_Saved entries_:
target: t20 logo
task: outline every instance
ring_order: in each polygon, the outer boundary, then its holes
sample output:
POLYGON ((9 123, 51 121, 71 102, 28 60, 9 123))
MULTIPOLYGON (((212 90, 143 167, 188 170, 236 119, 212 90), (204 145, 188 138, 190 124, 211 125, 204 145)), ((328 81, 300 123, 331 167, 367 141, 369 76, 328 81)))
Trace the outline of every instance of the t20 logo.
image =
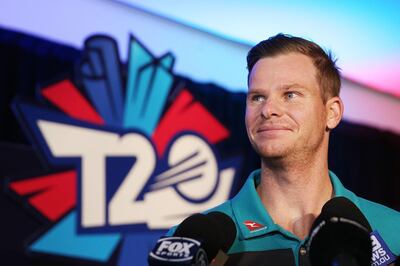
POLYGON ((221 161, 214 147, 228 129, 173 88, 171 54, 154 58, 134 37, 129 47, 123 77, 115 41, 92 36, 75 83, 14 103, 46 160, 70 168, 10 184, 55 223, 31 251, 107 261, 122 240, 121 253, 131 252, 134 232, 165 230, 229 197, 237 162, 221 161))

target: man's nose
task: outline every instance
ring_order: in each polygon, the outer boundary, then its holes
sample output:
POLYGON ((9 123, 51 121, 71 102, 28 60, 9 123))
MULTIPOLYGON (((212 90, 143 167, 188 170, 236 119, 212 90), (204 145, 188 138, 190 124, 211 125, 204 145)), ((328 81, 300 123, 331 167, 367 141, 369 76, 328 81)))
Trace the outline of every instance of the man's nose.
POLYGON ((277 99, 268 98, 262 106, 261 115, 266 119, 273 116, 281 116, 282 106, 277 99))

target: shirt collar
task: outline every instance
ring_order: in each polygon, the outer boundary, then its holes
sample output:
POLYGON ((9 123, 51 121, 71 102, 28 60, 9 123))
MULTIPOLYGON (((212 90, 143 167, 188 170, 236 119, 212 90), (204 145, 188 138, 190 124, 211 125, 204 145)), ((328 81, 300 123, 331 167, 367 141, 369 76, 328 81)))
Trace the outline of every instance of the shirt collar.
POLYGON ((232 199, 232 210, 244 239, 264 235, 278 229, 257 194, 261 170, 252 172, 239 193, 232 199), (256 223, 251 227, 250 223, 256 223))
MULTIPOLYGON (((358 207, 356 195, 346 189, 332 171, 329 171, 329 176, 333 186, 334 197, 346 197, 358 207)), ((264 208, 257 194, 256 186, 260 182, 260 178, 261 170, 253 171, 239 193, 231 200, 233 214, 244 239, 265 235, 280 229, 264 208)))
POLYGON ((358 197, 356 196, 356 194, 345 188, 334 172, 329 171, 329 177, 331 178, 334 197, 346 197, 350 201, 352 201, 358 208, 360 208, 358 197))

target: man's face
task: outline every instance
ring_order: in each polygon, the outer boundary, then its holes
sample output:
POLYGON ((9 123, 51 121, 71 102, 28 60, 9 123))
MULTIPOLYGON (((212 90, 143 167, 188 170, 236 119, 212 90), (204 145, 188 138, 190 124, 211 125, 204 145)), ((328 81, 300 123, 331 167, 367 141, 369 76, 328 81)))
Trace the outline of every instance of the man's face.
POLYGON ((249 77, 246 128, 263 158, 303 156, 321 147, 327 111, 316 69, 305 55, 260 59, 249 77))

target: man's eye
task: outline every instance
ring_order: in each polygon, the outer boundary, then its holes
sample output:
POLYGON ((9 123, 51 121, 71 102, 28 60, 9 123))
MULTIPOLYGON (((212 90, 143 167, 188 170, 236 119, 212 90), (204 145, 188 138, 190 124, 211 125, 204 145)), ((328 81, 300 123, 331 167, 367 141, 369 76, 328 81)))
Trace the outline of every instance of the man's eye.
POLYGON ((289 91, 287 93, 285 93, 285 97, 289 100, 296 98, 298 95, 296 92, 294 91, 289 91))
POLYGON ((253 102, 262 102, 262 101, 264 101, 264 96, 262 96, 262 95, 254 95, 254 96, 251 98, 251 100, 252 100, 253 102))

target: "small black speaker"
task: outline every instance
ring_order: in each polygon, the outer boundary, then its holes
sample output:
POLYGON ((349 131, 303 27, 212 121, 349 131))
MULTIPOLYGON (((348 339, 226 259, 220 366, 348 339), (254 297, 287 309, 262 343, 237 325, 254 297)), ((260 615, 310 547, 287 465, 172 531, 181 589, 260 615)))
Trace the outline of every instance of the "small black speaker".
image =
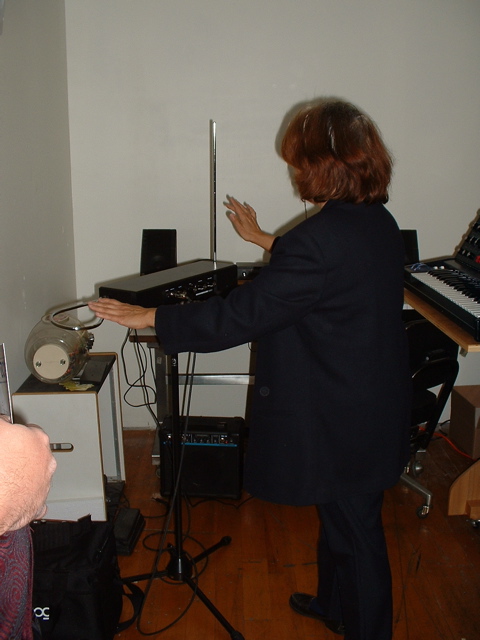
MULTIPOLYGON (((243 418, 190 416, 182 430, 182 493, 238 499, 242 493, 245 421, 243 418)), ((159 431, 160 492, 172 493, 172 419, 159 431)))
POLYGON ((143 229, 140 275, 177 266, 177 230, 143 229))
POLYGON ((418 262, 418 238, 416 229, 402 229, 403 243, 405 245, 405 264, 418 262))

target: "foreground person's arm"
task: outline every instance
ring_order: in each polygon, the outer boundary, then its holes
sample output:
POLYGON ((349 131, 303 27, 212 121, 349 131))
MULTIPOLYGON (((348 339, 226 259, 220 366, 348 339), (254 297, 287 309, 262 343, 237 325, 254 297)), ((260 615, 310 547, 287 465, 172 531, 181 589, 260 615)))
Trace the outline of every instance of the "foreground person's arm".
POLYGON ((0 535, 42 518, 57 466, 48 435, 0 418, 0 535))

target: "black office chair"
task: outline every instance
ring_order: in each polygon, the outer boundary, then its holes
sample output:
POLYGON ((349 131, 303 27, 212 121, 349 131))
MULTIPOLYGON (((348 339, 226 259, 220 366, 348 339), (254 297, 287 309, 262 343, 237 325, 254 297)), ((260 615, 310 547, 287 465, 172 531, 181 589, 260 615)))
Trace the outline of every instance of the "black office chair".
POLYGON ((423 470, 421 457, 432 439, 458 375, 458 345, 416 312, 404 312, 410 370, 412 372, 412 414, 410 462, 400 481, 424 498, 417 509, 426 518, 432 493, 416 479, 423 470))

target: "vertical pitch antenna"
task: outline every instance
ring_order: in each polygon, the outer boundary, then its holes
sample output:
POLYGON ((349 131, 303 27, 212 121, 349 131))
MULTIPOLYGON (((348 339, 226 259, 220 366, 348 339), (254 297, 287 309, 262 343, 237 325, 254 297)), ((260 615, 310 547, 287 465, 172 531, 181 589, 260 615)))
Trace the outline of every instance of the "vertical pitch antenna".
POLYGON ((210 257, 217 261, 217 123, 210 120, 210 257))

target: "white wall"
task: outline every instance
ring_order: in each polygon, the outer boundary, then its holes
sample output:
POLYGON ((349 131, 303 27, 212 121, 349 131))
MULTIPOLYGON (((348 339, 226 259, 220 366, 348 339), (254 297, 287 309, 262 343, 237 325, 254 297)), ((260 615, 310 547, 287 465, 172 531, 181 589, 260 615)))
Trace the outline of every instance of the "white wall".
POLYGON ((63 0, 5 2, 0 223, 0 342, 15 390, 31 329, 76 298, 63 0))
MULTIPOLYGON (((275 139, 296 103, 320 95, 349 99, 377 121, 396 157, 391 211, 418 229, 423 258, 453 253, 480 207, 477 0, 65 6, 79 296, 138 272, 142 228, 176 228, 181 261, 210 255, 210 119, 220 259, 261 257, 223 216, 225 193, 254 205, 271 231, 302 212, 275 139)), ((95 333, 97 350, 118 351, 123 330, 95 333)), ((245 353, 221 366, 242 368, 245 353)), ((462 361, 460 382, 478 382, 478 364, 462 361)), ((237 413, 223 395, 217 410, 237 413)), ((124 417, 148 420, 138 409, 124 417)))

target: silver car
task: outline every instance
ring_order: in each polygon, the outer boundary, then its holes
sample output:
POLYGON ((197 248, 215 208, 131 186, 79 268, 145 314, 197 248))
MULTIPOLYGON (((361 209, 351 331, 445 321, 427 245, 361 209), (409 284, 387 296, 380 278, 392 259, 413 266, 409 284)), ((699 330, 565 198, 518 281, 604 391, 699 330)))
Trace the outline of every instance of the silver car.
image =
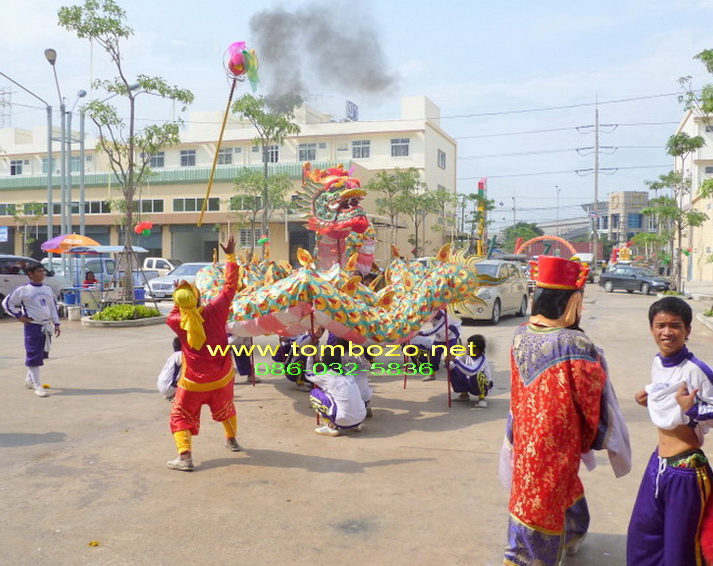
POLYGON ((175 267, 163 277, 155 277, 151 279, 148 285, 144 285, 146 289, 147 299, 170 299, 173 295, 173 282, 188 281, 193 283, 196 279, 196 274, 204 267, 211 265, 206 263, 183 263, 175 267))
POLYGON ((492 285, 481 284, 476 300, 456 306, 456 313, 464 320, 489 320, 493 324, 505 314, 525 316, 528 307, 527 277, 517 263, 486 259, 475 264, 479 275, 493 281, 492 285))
--
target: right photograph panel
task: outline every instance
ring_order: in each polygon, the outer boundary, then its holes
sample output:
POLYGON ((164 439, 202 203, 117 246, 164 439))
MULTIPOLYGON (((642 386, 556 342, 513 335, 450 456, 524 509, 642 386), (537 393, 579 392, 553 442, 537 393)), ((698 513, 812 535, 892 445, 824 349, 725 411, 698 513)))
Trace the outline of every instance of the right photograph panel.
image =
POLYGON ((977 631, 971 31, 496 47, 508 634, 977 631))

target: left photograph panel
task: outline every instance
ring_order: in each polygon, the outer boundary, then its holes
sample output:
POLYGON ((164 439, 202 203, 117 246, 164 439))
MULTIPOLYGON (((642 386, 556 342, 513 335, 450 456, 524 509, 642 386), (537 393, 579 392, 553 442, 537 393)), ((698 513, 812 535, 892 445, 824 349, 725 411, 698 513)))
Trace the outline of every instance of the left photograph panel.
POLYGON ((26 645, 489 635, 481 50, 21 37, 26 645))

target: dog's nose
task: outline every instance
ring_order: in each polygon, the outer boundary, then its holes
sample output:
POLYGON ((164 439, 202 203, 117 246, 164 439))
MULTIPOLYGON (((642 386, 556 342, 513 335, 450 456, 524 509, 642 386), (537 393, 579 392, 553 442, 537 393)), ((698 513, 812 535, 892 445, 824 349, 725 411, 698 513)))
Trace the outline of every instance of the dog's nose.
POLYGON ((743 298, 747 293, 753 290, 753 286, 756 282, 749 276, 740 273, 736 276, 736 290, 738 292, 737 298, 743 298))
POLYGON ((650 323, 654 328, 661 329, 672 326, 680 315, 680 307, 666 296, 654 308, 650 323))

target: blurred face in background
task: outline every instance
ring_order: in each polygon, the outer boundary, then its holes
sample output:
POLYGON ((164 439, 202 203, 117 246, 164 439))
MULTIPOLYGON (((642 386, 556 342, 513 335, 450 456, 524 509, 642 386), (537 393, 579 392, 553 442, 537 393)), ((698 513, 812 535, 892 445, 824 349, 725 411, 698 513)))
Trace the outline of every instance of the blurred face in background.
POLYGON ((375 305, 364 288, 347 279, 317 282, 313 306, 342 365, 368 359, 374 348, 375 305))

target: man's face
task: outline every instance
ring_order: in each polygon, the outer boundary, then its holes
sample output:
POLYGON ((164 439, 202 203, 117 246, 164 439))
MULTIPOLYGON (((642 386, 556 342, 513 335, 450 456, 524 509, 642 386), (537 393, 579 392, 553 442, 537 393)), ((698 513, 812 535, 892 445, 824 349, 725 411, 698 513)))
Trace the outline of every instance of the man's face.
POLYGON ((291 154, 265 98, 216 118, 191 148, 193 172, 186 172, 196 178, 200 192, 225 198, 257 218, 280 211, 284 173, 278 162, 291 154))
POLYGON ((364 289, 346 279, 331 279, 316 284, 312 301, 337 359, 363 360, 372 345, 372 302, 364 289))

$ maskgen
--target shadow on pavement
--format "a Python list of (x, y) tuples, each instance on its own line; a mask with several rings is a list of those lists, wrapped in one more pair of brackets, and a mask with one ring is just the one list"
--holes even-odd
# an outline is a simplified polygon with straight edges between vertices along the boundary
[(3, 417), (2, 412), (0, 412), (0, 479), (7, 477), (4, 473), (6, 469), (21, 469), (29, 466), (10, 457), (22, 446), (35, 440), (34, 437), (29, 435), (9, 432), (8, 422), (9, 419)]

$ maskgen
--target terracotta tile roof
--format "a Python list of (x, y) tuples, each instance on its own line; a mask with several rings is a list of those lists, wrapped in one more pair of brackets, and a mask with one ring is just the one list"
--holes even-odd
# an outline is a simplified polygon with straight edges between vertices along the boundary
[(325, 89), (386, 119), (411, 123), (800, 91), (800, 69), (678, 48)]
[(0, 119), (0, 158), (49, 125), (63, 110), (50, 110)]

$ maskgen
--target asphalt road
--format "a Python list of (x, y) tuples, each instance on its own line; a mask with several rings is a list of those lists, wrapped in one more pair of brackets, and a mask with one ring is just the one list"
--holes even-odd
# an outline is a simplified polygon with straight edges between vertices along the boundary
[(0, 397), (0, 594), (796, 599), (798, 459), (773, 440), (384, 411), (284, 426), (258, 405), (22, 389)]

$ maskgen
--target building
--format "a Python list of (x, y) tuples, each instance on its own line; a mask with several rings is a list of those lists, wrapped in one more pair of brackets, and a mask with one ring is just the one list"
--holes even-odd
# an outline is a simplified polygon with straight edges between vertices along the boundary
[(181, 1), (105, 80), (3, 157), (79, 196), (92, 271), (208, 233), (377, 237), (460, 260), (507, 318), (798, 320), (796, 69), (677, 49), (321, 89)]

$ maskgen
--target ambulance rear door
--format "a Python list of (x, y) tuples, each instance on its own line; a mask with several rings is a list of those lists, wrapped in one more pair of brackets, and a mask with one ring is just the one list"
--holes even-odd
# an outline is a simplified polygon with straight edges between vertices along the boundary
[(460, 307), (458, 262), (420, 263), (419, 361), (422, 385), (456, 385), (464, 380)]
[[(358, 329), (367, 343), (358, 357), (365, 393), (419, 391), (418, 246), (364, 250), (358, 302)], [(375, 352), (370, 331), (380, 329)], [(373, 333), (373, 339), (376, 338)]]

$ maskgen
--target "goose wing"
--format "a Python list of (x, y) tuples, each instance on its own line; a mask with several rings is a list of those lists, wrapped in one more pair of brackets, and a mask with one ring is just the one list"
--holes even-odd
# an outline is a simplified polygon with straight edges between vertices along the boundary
...
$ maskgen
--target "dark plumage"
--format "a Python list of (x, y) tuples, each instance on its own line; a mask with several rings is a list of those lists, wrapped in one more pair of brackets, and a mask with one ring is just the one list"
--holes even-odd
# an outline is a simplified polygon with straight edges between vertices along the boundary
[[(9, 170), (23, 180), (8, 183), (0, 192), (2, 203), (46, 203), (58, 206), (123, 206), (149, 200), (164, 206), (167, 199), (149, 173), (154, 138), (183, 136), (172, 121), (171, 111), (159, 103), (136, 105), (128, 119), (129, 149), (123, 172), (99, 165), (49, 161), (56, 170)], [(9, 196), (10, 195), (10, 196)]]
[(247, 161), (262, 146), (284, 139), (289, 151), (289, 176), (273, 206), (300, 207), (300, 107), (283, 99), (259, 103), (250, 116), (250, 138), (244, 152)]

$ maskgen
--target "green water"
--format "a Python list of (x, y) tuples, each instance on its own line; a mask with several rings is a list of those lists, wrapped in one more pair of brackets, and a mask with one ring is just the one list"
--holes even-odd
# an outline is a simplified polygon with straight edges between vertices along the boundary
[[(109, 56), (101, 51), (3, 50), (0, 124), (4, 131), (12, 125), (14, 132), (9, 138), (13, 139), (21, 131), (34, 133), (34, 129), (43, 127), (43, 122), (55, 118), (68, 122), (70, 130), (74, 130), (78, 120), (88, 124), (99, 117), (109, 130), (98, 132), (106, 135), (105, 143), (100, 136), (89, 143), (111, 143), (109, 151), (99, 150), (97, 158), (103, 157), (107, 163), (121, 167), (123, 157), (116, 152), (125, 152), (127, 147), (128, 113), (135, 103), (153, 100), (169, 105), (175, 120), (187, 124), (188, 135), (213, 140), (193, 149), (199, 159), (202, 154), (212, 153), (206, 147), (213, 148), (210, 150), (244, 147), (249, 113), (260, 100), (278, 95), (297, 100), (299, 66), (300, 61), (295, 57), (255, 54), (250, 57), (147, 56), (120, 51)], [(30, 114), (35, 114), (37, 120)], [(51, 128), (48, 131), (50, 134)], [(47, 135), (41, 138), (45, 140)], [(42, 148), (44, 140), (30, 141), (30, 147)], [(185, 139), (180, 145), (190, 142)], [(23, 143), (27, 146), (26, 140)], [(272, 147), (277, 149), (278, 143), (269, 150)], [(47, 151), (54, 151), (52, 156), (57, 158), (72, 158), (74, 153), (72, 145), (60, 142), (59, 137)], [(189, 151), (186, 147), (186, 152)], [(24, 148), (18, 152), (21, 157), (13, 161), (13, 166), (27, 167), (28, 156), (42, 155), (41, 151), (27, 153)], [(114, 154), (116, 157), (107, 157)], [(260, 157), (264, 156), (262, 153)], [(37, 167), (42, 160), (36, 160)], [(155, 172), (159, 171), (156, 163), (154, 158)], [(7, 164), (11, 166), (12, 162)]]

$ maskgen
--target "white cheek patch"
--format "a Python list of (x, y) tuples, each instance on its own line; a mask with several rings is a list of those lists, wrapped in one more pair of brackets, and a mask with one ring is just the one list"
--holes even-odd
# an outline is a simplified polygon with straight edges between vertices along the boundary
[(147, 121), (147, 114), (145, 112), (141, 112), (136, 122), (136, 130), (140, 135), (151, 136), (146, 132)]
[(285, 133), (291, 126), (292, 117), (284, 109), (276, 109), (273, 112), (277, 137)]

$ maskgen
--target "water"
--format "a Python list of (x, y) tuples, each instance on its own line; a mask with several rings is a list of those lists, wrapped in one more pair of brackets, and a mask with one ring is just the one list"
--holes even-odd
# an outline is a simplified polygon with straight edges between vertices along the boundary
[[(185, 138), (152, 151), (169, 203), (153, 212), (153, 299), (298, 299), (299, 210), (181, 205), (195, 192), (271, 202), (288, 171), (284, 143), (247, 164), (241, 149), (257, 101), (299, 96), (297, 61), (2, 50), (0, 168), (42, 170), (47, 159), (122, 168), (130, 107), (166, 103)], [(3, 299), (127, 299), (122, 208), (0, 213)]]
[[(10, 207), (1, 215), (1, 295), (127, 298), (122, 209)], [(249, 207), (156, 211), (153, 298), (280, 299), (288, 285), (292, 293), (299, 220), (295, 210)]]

_WHAT THE TASK ASKS_:
If the string "right" appears in a line of the entries, report the line.

_RESULT_:
target: right photograph panel
Trace the outline of every instance of the right photograph panel.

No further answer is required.